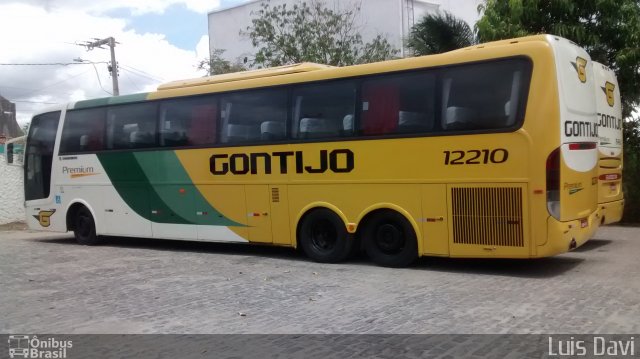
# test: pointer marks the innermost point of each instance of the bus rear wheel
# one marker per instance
(323, 236)
(84, 227)
(389, 240)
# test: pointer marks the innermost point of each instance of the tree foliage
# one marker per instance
(216, 65)
(312, 32)
(437, 33)
(608, 29)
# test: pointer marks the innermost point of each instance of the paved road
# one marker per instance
(48, 284)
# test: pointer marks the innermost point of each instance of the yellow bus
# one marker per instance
(609, 107)
(487, 151)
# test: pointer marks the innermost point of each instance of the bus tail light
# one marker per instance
(610, 177)
(577, 146)
(553, 183)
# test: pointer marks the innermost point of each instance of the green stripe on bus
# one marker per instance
(115, 100)
(133, 186)
(173, 185)
(161, 196)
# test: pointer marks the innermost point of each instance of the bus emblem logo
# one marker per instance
(608, 90)
(581, 67)
(44, 217)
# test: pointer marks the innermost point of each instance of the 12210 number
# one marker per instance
(475, 157)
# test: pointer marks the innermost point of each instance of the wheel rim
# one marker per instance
(323, 236)
(84, 225)
(389, 238)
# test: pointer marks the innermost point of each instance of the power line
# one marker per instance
(56, 83)
(142, 73)
(55, 64)
(43, 102)
(131, 80)
(113, 67)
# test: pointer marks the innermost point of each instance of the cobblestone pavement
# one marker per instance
(48, 284)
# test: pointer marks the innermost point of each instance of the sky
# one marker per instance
(157, 41)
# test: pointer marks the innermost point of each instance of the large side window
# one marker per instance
(324, 110)
(402, 103)
(253, 116)
(132, 126)
(39, 155)
(188, 121)
(83, 131)
(484, 96)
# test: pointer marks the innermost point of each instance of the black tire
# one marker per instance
(389, 240)
(323, 236)
(84, 227)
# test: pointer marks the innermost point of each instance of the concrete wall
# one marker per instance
(11, 193)
(391, 18)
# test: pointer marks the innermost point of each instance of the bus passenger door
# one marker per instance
(259, 213)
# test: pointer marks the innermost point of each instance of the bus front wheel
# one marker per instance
(389, 239)
(84, 227)
(323, 236)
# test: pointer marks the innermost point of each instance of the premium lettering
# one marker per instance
(337, 161)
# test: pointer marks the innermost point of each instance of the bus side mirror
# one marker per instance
(9, 153)
(14, 151)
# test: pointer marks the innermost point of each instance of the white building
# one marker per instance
(390, 18)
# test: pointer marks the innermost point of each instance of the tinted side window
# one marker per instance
(484, 96)
(83, 131)
(398, 104)
(324, 110)
(39, 155)
(188, 122)
(254, 116)
(131, 126)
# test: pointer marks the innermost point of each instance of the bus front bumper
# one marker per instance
(612, 211)
(566, 236)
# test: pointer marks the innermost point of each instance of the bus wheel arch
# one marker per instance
(389, 237)
(81, 220)
(322, 234)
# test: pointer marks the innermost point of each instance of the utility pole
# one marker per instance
(113, 68)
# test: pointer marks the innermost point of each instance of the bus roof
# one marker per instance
(245, 75)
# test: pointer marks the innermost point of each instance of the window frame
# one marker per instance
(436, 131)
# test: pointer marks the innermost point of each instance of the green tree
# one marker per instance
(437, 33)
(312, 32)
(216, 65)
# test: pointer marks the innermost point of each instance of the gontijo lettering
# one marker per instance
(337, 161)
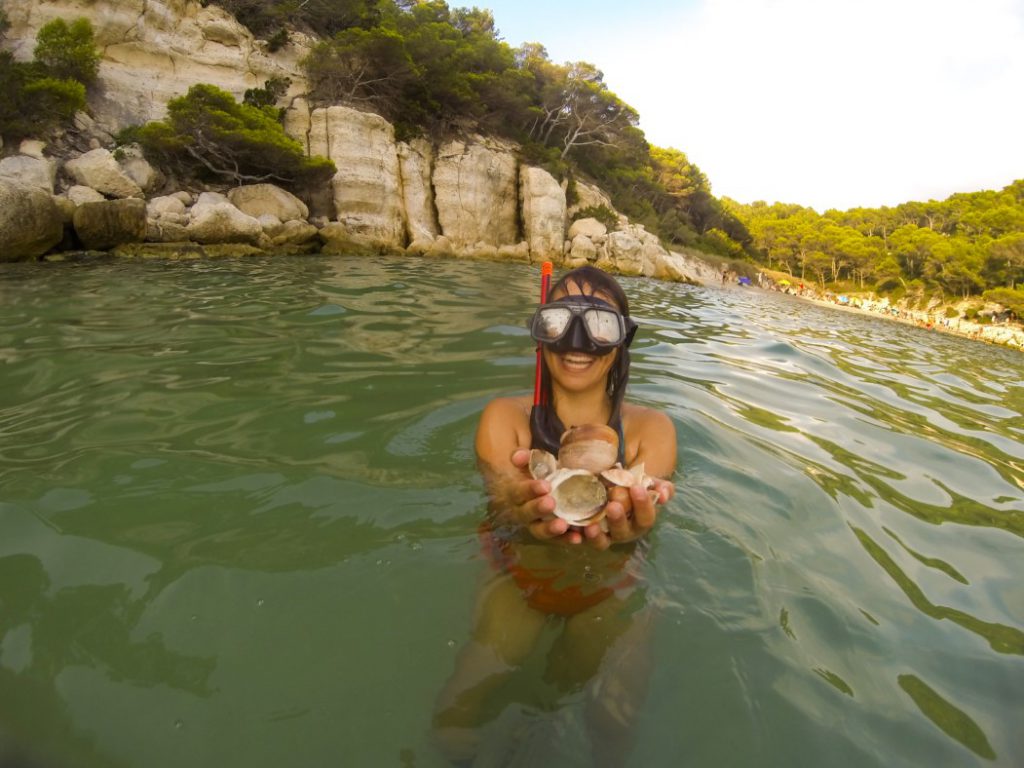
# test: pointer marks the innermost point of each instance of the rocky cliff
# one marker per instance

##########

**ACTION ITEM:** Whenever a line above has the word "front" in it, copy that line.

**REPLY:**
# test: pointer marks the innermost point of each instance of the bus front wheel
# test: pointer marks the innermost point of each instance of the bus front bumper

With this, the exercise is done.